- **To do**: Reproduce each of the records below line for line, changing nothing.

-----

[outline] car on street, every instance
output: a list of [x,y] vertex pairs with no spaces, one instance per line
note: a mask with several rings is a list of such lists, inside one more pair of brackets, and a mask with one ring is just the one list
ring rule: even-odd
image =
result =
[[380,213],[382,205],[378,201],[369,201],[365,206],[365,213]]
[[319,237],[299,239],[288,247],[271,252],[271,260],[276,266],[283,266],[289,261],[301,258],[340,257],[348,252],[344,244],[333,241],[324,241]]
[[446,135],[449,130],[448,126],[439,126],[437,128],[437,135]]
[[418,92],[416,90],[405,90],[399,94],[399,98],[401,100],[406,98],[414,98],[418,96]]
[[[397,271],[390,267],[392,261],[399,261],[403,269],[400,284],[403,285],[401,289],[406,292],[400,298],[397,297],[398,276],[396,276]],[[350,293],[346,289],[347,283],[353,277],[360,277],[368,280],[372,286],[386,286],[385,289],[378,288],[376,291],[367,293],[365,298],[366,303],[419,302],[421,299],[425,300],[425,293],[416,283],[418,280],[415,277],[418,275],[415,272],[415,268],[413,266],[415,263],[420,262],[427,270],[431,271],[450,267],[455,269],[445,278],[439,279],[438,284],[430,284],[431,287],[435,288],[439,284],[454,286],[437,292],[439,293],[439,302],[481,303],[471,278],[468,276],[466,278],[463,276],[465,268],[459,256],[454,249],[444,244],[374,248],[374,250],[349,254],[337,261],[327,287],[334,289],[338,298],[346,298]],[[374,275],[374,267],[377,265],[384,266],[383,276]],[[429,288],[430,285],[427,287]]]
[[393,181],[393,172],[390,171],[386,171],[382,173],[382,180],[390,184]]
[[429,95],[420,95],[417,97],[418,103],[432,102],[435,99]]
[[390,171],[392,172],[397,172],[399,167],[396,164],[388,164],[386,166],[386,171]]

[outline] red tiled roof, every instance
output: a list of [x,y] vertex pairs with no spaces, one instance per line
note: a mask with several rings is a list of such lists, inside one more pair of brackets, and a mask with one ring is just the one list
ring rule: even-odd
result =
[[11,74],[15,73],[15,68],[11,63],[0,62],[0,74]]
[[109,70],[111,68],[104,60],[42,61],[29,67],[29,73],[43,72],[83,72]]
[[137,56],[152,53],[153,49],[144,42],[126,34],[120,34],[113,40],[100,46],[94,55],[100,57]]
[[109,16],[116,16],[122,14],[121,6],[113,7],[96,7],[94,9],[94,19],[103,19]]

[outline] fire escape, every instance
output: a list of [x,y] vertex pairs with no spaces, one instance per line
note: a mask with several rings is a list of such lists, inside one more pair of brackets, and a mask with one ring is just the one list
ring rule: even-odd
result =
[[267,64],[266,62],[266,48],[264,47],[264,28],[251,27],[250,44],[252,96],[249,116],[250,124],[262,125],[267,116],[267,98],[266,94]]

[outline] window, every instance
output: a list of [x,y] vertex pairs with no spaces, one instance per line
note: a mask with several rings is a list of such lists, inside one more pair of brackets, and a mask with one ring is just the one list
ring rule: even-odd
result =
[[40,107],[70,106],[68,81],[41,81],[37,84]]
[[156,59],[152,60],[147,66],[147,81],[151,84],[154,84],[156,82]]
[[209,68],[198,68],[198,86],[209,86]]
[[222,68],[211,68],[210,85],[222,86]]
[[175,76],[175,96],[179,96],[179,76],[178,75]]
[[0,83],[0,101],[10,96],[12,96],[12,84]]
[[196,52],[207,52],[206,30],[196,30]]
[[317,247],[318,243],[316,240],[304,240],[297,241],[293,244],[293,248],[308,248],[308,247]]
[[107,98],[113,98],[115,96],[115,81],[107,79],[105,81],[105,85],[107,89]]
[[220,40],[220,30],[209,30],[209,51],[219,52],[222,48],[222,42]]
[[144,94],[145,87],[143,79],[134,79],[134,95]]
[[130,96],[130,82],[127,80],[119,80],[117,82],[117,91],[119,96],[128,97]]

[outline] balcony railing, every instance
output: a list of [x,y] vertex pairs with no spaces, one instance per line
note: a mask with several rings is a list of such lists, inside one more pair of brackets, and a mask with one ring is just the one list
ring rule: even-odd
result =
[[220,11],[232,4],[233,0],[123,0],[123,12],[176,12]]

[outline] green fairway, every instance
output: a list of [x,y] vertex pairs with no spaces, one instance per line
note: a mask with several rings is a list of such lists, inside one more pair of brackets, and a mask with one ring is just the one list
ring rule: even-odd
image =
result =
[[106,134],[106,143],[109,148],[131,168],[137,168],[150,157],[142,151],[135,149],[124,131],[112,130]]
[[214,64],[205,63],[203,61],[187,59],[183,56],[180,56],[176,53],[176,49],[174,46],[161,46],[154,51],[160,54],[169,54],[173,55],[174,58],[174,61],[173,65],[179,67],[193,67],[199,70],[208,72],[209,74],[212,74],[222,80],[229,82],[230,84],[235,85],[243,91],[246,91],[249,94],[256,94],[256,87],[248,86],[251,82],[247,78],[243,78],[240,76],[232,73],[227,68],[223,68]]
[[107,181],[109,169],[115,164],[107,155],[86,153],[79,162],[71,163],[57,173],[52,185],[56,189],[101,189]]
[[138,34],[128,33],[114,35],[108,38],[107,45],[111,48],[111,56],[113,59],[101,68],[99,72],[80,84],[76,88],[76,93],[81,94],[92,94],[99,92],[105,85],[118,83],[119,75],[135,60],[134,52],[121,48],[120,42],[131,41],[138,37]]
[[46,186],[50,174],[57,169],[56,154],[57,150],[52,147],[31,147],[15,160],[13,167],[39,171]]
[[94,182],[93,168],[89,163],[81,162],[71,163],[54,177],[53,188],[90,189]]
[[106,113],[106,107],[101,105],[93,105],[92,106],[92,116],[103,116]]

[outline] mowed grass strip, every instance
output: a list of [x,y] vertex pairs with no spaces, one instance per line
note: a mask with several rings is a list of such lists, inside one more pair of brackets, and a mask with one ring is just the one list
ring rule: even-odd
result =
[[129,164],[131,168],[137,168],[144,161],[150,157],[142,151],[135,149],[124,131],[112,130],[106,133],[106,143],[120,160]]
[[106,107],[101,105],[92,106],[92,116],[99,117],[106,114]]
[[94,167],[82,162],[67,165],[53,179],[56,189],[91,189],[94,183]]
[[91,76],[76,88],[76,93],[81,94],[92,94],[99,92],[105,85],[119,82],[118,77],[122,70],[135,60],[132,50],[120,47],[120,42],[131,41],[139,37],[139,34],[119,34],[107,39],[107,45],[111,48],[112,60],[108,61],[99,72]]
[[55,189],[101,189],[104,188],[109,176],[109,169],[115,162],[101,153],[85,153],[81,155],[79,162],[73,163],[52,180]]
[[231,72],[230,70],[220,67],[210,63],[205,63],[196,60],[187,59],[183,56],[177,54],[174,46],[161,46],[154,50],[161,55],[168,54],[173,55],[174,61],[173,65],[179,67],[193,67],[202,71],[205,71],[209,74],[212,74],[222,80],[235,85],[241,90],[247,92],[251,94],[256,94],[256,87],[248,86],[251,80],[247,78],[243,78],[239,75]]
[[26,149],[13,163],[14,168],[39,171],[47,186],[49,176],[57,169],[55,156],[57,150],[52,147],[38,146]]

-----

- **Finished exercise**:
[outline] car on street, every instance
output: a list of [x,y] vertex pairs with no spaces, one instance per line
note: a mask with several rings is a list of such lists, inside one more pair of brackets, and a mask with one ring is just the one list
ring rule: even-odd
image =
result =
[[380,213],[382,205],[378,201],[369,201],[365,206],[365,213]]
[[319,237],[299,239],[288,247],[271,252],[271,260],[276,266],[283,266],[289,261],[301,258],[340,257],[348,252],[344,244],[333,241],[324,241]]
[[446,135],[449,130],[448,126],[439,126],[437,128],[437,135]]
[[418,92],[416,90],[405,90],[399,94],[399,98],[401,100],[406,98],[414,98],[418,96]]
[[[397,271],[390,267],[392,261],[399,261],[403,269],[400,284],[403,285],[401,289],[406,292],[400,298],[397,297],[398,276],[396,276]],[[350,293],[346,289],[347,283],[353,277],[360,277],[368,280],[372,286],[386,286],[385,289],[378,288],[376,291],[367,293],[365,298],[366,303],[419,302],[421,299],[425,300],[425,293],[416,283],[418,280],[415,277],[418,275],[415,272],[415,268],[413,266],[415,263],[420,262],[427,270],[431,271],[450,267],[455,269],[445,278],[439,279],[438,284],[430,284],[431,287],[435,288],[439,284],[454,286],[437,292],[439,293],[439,302],[481,303],[471,278],[468,276],[466,278],[463,276],[465,268],[459,256],[454,249],[444,244],[374,248],[374,250],[349,254],[337,261],[327,287],[334,289],[338,298],[346,298]],[[374,275],[374,267],[377,265],[384,266],[383,276]],[[429,288],[430,285],[427,287]]]
[[393,181],[393,172],[390,171],[386,171],[382,173],[382,180],[390,184]]
[[429,95],[420,95],[417,97],[418,103],[432,102],[435,99]]
[[390,171],[392,172],[397,172],[399,167],[396,164],[388,164],[386,166],[386,171]]

[outline] red tiled roof, every instance
output: a list of [x,y] vertex pairs with no spaces, one instance per line
note: a mask with several rings is a list of such lists, inside one more pair of brackets, and a mask with one ring is just the one list
ring rule: even-odd
result =
[[11,74],[15,73],[15,68],[11,63],[0,62],[0,74]]
[[109,70],[111,68],[104,60],[42,61],[29,67],[29,73],[43,72],[83,72]]
[[137,56],[152,53],[153,49],[144,42],[126,34],[120,34],[113,40],[100,46],[94,55],[100,57]]
[[109,16],[116,16],[122,14],[121,6],[113,7],[96,7],[94,9],[94,19],[103,19]]

[outline] fire escape, every instance
output: a list of [x,y] vertex pairs with no spaces, one instance per line
note: a mask with several rings is a list of such lists, inside one more pair of brackets, and a mask with one ring is just the one list
ring rule: even-odd
result =
[[267,64],[266,62],[266,48],[264,47],[264,28],[251,27],[250,44],[252,96],[249,116],[250,124],[262,125],[267,116],[267,98],[266,94]]

[outline] window, every instance
output: a list of [x,y] vertex pairs with no spaces, one instance per line
note: a mask with several rings is a list of such lists, inside one more pair of brackets, and a mask with one ring is just the one list
ring rule: even-odd
result =
[[40,107],[70,106],[68,81],[41,81],[37,84]]
[[156,59],[152,60],[147,66],[147,81],[151,84],[154,84],[156,82]]
[[209,68],[198,68],[198,86],[209,86]]
[[222,68],[211,68],[210,85],[222,86]]
[[175,76],[175,96],[179,96],[179,76],[178,75]]
[[0,83],[0,101],[10,96],[12,96],[12,84]]
[[196,52],[207,52],[206,30],[196,30]]
[[317,247],[318,243],[316,240],[304,240],[297,241],[293,244],[293,248],[308,248],[308,247]]
[[107,98],[113,98],[115,96],[115,81],[107,79],[105,81],[105,85],[107,89]]
[[220,40],[220,30],[209,30],[209,51],[219,52],[222,48],[222,42]]
[[144,94],[145,87],[143,79],[134,79],[134,95]]
[[130,96],[130,82],[127,80],[119,80],[117,82],[117,91],[119,96],[128,97]]

[outline] balcony railing, every instance
output: a list of [x,y] vertex pairs with no spaces, one instance per line
note: a mask with several rings is a list of such lists, inside one more pair of brackets, and a mask with one ring is just the one list
ring rule: even-odd
result =
[[220,11],[232,4],[233,0],[123,0],[123,12],[176,12]]

[outline] green fairway, every instance
output: a list of [x,y] vertex pairs with no spaces, one instance per line
note: a mask with several rings is a list of such lists, inside one more pair of brackets, and a mask with one ring is just the one list
ring rule: even-odd
image =
result =
[[106,134],[106,143],[109,148],[131,168],[137,168],[150,157],[142,151],[135,149],[124,131],[112,130]]
[[214,64],[205,63],[203,61],[187,59],[183,56],[180,56],[176,53],[176,49],[174,46],[161,46],[154,51],[160,54],[169,54],[173,55],[174,58],[174,61],[173,65],[179,67],[193,67],[199,70],[208,72],[209,74],[212,74],[222,80],[229,82],[230,84],[235,85],[243,91],[246,91],[249,94],[256,94],[256,87],[248,86],[251,82],[247,78],[243,78],[240,76],[232,73],[227,68],[223,68]]
[[107,181],[109,169],[115,164],[107,155],[86,153],[79,162],[71,163],[57,173],[52,185],[56,189],[101,189]]
[[138,34],[128,33],[114,35],[108,38],[107,45],[111,48],[111,56],[113,59],[101,68],[99,72],[80,84],[76,88],[76,93],[81,94],[92,94],[99,92],[105,85],[118,83],[119,75],[135,60],[134,52],[121,48],[120,42],[131,41],[138,37]]
[[46,186],[50,174],[57,169],[56,154],[57,150],[52,147],[31,147],[15,160],[13,167],[39,171]]
[[94,182],[93,168],[89,163],[81,162],[71,163],[54,177],[53,188],[90,189]]
[[106,113],[106,107],[101,105],[93,105],[92,106],[92,116],[103,116]]

[outline] mowed grass strip, every instance
output: a list of [x,y] vertex pairs with no spaces, one instance per line
note: a mask with several rings is a list of such lists, inside one more pair of brackets, and a mask with one ring is just the one list
ring rule: even-odd
result =
[[129,164],[131,168],[137,168],[144,161],[150,157],[142,151],[135,149],[124,131],[112,130],[106,133],[106,143],[120,160]]
[[106,107],[101,105],[92,106],[92,116],[99,117],[106,114]]
[[94,167],[82,162],[67,165],[53,179],[56,189],[91,189],[94,183]]
[[91,76],[76,88],[76,93],[81,94],[92,94],[99,92],[105,85],[119,82],[118,77],[122,70],[135,60],[132,50],[120,47],[120,42],[131,41],[139,37],[139,34],[119,34],[107,39],[107,45],[111,48],[112,60],[108,61],[99,72]]
[[55,189],[101,189],[104,188],[109,176],[109,169],[115,162],[101,153],[85,153],[81,155],[79,162],[73,163],[52,180]]
[[231,72],[230,70],[220,67],[210,63],[205,63],[196,60],[187,59],[183,56],[177,54],[174,46],[161,46],[154,50],[161,55],[168,54],[173,55],[174,61],[173,65],[179,67],[193,67],[202,71],[205,71],[209,74],[212,74],[222,80],[235,85],[241,90],[247,92],[251,94],[256,94],[256,87],[248,86],[251,80],[247,78],[243,78],[239,75]]
[[26,149],[13,163],[14,168],[39,171],[47,186],[49,176],[57,169],[55,156],[57,150],[52,147],[38,146]]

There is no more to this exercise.